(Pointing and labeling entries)
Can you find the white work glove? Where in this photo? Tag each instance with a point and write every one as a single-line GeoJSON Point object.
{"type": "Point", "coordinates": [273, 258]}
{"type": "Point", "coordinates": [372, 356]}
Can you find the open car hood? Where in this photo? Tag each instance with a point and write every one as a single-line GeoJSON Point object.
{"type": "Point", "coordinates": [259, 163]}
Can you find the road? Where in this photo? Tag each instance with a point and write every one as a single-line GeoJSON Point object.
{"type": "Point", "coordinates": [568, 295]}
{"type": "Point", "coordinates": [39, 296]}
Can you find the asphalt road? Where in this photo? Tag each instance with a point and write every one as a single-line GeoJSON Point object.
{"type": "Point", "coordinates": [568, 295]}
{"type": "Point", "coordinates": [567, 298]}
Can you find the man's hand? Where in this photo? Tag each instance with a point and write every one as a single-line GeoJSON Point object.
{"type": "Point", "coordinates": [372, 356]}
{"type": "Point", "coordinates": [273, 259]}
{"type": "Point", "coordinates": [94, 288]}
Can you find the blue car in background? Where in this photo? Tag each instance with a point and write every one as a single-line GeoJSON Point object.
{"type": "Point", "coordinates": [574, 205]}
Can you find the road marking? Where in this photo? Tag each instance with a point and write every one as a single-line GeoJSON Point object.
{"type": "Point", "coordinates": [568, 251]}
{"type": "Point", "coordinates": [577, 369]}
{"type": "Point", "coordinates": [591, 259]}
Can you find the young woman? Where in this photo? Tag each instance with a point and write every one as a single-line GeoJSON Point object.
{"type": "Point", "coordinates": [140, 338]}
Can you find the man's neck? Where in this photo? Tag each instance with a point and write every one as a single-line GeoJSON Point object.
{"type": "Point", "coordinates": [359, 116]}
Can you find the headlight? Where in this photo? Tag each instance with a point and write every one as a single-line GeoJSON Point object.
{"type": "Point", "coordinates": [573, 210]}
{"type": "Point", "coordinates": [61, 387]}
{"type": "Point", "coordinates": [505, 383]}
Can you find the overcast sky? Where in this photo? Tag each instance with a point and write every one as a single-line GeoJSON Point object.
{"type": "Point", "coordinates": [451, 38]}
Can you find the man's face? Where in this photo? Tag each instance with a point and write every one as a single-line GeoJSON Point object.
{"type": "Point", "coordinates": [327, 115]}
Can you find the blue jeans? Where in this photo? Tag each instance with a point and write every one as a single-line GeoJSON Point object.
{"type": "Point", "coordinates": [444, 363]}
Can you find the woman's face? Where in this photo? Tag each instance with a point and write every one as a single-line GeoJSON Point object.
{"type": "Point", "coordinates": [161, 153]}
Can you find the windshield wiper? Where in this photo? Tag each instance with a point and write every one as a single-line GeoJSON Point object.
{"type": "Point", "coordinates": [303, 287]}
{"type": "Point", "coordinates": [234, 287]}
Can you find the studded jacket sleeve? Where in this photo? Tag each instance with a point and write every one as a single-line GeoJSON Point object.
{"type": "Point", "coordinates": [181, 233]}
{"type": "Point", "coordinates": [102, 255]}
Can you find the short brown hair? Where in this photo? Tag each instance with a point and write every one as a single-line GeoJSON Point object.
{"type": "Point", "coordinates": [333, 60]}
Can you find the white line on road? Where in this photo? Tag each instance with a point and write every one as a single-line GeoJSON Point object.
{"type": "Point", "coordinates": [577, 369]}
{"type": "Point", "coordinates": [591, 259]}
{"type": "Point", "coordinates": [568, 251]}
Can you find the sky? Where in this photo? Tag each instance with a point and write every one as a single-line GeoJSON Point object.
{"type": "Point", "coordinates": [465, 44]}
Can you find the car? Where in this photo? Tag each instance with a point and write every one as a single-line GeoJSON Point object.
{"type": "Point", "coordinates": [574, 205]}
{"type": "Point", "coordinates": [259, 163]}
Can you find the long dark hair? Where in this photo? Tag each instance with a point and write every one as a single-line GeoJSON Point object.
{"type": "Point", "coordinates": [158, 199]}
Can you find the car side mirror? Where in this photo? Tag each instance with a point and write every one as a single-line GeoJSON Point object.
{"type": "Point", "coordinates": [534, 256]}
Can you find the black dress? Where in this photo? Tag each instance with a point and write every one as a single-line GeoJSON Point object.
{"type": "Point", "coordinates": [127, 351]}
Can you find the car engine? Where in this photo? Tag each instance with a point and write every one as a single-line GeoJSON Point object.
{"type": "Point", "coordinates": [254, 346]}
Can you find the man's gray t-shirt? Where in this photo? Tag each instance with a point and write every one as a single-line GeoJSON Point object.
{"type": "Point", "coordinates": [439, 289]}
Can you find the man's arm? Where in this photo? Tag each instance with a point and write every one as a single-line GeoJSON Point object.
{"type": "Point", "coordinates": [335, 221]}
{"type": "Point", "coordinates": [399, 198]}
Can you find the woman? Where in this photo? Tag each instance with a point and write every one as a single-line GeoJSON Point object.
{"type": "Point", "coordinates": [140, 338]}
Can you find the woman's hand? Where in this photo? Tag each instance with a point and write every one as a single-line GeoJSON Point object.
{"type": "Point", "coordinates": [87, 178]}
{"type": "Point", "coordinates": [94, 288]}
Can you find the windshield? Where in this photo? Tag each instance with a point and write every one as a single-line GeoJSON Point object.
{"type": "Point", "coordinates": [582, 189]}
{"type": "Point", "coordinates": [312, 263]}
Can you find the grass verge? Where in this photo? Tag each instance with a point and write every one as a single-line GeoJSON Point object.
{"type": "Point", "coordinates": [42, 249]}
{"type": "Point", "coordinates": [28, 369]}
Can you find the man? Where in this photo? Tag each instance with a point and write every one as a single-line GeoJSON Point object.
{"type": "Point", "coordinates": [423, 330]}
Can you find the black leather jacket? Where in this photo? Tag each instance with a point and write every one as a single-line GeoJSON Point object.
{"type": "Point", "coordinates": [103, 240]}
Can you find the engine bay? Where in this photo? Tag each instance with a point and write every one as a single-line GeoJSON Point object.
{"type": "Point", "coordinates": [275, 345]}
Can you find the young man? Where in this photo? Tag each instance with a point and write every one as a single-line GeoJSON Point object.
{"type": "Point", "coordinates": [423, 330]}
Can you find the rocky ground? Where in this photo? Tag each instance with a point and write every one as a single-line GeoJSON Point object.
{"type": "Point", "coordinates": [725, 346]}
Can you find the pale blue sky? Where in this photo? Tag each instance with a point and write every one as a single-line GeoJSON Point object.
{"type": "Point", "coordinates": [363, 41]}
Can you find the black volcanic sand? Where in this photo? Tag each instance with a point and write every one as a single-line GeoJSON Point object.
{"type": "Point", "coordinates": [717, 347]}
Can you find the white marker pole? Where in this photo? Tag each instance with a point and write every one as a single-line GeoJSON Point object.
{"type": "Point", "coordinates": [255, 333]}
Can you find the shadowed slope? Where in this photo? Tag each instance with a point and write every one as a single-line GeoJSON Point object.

> **YOUR OBJECTIVE**: Give back exactly the lines that run from the line with "Can you find the young man?" through the close of the material, counting both ends, and nothing more.

> **RESPONSE TO THE EXERCISE**:
Can you find the young man? Where in this photo? Tag each instance with a point and write every one as a single-line GeoJSON Point object.
{"type": "Point", "coordinates": [423, 330]}
Can you find the rocky ground? Where in this photo? Tag each instance with a point and write every one as a single-line GeoJSON Point object.
{"type": "Point", "coordinates": [725, 346]}
Can you find the pale blue sky? Where in this photo? Tag each instance with a point and write every one as a single-line GeoJSON Point object.
{"type": "Point", "coordinates": [363, 41]}
Can you find the black volcanic sand? Where in this photo? Tag each instance with a point and write every one as a single-line GeoJSON Point object.
{"type": "Point", "coordinates": [717, 347]}
Can you find the white marker pole? Where in this photo? Tag each instance with a point and write every one as a single-line GeoJSON Point object.
{"type": "Point", "coordinates": [255, 333]}
Can you find the shadowed slope? Where in this photo? Tag each instance with a point and write every one as a single-line GeoJSON Point object.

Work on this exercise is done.